(AIM OF THE TASK) Rewrite the lines below as a numbered list, omitting any blank lines.

(RECORDS PROVIDED)
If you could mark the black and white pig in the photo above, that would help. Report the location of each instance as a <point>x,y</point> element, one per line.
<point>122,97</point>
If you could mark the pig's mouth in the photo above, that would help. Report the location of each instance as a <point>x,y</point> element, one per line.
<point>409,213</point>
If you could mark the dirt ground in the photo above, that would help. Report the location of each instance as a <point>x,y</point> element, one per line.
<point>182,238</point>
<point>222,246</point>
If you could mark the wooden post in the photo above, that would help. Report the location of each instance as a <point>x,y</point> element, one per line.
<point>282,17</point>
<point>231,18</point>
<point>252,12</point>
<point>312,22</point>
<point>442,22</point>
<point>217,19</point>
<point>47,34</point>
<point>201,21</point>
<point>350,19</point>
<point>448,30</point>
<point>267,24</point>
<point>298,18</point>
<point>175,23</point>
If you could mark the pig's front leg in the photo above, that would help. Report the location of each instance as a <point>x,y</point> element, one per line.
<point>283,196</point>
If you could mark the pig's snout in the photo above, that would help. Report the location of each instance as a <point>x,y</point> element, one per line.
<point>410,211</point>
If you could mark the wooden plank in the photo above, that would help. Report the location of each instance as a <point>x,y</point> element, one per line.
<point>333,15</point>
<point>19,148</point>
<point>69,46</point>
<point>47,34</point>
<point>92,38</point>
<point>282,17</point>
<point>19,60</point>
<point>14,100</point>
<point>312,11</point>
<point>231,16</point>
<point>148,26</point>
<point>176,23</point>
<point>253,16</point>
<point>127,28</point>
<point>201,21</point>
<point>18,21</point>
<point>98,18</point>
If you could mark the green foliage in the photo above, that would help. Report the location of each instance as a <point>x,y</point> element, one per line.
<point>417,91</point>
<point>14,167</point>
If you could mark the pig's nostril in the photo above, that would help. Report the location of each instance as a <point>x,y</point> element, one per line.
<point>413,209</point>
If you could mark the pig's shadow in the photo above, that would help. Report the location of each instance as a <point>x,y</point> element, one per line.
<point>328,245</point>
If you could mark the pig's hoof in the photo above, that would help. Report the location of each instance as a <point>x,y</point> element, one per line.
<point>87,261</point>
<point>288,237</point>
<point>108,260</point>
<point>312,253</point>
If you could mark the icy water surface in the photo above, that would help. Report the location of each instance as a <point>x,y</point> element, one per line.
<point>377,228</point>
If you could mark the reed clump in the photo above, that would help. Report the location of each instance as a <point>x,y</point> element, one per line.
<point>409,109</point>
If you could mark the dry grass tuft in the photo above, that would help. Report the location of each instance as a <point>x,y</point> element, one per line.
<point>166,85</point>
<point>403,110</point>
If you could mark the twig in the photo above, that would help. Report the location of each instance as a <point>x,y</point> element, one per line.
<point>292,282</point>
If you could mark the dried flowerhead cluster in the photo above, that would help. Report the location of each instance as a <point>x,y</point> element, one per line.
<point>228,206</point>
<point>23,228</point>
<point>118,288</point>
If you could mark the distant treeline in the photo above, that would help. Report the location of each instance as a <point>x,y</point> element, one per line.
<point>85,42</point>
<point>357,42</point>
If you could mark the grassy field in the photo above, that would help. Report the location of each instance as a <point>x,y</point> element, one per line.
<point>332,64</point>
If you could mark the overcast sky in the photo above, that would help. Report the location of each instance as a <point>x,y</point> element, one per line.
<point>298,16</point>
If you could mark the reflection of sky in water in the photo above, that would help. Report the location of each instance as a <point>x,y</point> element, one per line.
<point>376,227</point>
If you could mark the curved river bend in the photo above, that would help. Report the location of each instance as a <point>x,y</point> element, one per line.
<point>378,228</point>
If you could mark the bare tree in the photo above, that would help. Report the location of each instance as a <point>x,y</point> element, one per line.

(SOLUTION FOR THIS TASK)
1. If you could mark the black and white pig in the photo above, that would help. Report the location of each instance as a <point>x,y</point> element, one per line.
2. <point>122,97</point>
3. If you could mark the pig's mouth in the photo above, that would help. Report the location of each instance as a <point>x,y</point> element, one per line.
4. <point>409,213</point>
5. If you could mark the dirt ground in the photo above, that would help. Report the location of each instance as a <point>x,y</point> element, one per line.
6. <point>182,238</point>
7. <point>222,246</point>
8. If you could mark the wooden post in the photo above, that would help. Report the location of each instance as a <point>x,y</point> element, one per line.
9. <point>282,17</point>
10. <point>231,18</point>
11. <point>252,12</point>
12. <point>312,22</point>
13. <point>442,22</point>
14. <point>217,19</point>
15. <point>47,34</point>
16. <point>201,21</point>
17. <point>350,19</point>
18. <point>448,30</point>
19. <point>267,24</point>
20. <point>298,18</point>
21. <point>175,23</point>
22. If you could mark the pig's front leg in the photo above, that would help. Report the location of each instance as a <point>x,y</point> element, one per line.
23. <point>283,196</point>
24. If you could mark the pig's snout in the photo above, that would help. Report the location of each instance as a <point>x,y</point> element, one per line.
25. <point>410,211</point>
26. If you could mark the wooden plank in the photo above, that would help. Report the location of each instance as a <point>x,y</point> element, one per line.
27. <point>333,15</point>
28. <point>19,148</point>
29. <point>69,46</point>
30. <point>47,34</point>
31. <point>92,38</point>
32. <point>282,17</point>
33. <point>19,60</point>
34. <point>14,100</point>
35. <point>312,11</point>
36. <point>231,16</point>
37. <point>148,26</point>
38. <point>176,23</point>
39. <point>253,16</point>
40. <point>127,28</point>
41. <point>201,21</point>
42. <point>18,21</point>
43. <point>98,18</point>
44. If you could mark the green foliage in the photo above, that would help. Report the location of each instance as a <point>x,y</point> element, one per line.
45. <point>417,91</point>
46. <point>14,167</point>
47. If you could mark the pig's nostril in the photo above, that would help. Report the location of each instance as a <point>x,y</point> element, one per line.
48. <point>413,209</point>
49. If you could mark the pig's shadow in the photo above, that would help. Report the location of each instance as a <point>x,y</point> element, one per line.
50. <point>328,245</point>
51. If you could mark the pig's hoof in the photo above, that would help. Report the location of each instance as a <point>x,y</point> element, one per line.
52. <point>87,261</point>
53. <point>288,237</point>
54. <point>108,260</point>
55. <point>312,253</point>
56. If you could mark the icy water surface in the photo above, that would help. Report the location of each instance as a <point>x,y</point> element, one per line.
57. <point>377,228</point>
58. If you could mark the reed clump in the photo above, that would help. Report the location of each instance as a <point>x,y</point> element, one per line.
59. <point>409,109</point>
60. If you could mark the dry grass tuft in the photo above, that would help. Report the location of each instance as a <point>x,y</point> element, one per line.
61. <point>166,85</point>
62. <point>403,110</point>
63. If you could mark the twig in the photo above, that would help. Report the location of each instance as a <point>x,y</point> element, one per line.
64. <point>292,282</point>
65. If you could mark the dried flowerhead cluster in the photo above, that would help. Report the location of each instance as a <point>x,y</point> element, one per line.
66. <point>228,206</point>
67. <point>23,228</point>
68. <point>118,288</point>
69. If you could mark the distant treeline in the photo above, that would help. Report the location of each instance as a <point>x,y</point> element, one per line.
70. <point>85,42</point>
71. <point>357,42</point>
72. If you could mark the grassy field in the photo above, that would help. Report the location of each instance as a <point>x,y</point> element, one per line.
73. <point>332,64</point>
74. If you could mark the overcast sky in the photo above, that would help. Report the location of each instance as a <point>x,y</point> element, one per line.
75. <point>298,16</point>
76. If you could mark the reflection of sky in water in the photo above, that would help. Report the location of each instance as a <point>x,y</point> element, one per line.
77. <point>376,227</point>
78. If you could mark the curved river bend in the photo above, that would help. Report the location of each instance as a <point>x,y</point> element, one per line.
79. <point>378,228</point>
80. If you could mark the bare tree in the photo above, that would help. Report the location of each instance as a <point>x,y</point> element, one per line.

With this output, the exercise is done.